• _Task_: How would you put this sentence from the speedskating article into Spanish: "In the winter of 2020-21, membership grew by about 50%, from about 25 skaters to 38 — half kids, half adults."

• _Selected text_:
============
A pivot to outdoor skating during the pandemic helps Alaska Speedskating Club win national award

·3 min read

Jun. 10—When one of the kids forgot to close the bench door after stepping onto the ice for speedskating practice Wednesday at an indoor rink in South Anchorage, coach John Monroe treated it as a teaching moment.

Leave the gate open like that, he told skaters, and someone could get hurt. He went on to share a few other safety tips about the sport, where high speeds sometimes send short-track skaters crashing into the boards. That's why, as skaters warmed up on the ice, Monroe placed big, thick pads against the boards in the places where impact is most likely.

Monroe coached a group of eight skaters on the opening day of on-ice summer training for the Alaska Speedskating Club, which was just honored by U.S. Speedskating as the club of the year for medium-sized clubs.

Two years ago, the club was nominated — but did not win — the award for small clubs. The fact that it made the move from small club to medium-sized club in such a short span is a big reason why it earned national recognition last month.

In the winter of 2020-21, membership grew by about 50%, from about 25 skaters to 38 — half kids, half adults.

Credit the pandemic, Monroe said.

When the virus was spreading rapidly last winter, Monroe and others decided to stop indoor practices at the club's home rink at Royal Business Systems Ice Center and move outdoors for the winter.

The club was already making good use of the 400-meter outdoor oval at Cuddy Family Midtown Park, so it decided to spend the bulk of the winter there. The visibility of weekly practices at the midtown rink helped lure more people to the club, Monroe said.

"It's one of six Olympic-sized ovals in the country, and we were able to turn (COVID-19) into an advantage," he said. "It's a fun environment and we had great weather."

Martin Leonard's 11-year-old daughter Jojo is among those who joined the club in the last year, and Leonard said the midtown rink is part of the attraction.

"That's what got us serious about the sport, was having that rink," said Leonard, who has since become one of the club's board members. "This year we skated outdoors for six months."

The Alaska Speedskating Club offers instruction and competition in both long track and short track racing, with long track happening at Cuddy Park and short track at the Royal Business Systems rink.

Monroe, 60, brings considerable expertise to the club. As an athlete, he was a member of Canada's inline skating team for several years and a two-time medalist at Canada's short track championships. As a coach, he worked with U.S. Speedskating for several years and was a coach for Netherlands at the 2010 Winter Olympics, where he guided the women's short-track team to a fourth-place finish in the relay.

"John is one of the best-kept secrets in winter sports here in Alaska," Leonard said.

Just as he saw opportunity when he helped the club pivot to outdoor training during the pandemic, Monroe sees a chance for membership to continue growing as Alaska prepares to host the 2024 Arctic Winter Games in the Valley.

"We want a full team of eight men and eight women to represent Alaska," he said.

Leonard said kids learning the sport today could easily help Team Alaska win some ulus three years from now.

"That's a really nice selling point," he said. "A kid could join the club today and in 2024 they could be in international competition."
============
• _Record excerpts_:
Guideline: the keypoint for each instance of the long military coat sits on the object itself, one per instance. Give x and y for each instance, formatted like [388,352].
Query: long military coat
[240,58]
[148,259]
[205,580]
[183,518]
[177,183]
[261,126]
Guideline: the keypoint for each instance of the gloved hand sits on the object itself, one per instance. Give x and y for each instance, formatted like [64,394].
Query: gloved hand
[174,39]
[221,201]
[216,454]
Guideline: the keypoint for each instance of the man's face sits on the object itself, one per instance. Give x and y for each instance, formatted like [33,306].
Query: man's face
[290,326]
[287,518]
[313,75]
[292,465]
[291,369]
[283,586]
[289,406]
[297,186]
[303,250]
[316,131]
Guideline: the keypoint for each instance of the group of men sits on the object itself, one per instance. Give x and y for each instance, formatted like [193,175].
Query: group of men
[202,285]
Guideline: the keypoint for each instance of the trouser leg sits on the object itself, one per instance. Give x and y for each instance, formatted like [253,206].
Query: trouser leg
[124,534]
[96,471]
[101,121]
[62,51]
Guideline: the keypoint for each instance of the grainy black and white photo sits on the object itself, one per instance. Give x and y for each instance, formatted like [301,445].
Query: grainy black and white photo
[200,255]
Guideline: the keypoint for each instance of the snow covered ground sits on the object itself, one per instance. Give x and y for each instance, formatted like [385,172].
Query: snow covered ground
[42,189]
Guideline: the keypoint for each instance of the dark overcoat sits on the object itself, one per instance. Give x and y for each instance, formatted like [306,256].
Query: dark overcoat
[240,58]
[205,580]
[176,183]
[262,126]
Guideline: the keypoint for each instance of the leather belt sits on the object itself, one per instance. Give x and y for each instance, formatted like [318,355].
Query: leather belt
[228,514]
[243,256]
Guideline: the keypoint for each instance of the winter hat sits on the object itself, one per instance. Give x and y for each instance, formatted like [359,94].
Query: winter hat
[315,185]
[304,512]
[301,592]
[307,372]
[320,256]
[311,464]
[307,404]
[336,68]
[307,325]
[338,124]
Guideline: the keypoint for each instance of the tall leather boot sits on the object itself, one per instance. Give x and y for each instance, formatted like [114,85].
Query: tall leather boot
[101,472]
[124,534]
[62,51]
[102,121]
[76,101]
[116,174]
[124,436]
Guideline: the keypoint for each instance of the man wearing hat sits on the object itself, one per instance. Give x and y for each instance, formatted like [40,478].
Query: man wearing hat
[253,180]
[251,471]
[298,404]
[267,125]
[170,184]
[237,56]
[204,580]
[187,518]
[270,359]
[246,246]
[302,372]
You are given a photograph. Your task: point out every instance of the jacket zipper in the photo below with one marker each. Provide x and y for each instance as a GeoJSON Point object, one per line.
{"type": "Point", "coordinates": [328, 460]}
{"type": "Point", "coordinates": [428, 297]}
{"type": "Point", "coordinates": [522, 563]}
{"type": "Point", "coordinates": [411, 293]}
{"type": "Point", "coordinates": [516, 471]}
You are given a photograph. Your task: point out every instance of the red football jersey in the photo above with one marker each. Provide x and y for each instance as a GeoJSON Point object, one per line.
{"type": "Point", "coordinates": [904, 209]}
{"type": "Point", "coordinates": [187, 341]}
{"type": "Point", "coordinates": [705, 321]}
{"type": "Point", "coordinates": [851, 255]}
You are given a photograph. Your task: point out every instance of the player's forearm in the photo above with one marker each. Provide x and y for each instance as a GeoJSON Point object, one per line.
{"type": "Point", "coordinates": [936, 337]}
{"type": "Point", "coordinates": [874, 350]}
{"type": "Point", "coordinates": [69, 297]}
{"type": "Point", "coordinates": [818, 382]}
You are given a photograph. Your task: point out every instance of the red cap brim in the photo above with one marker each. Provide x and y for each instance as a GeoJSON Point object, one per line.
============
• _Answer_: En el invierno de 2020-21, la membresía creció alrededor de un 50 %, de unos 25 patinadores a 38: la mitad niños, la mitad adultos.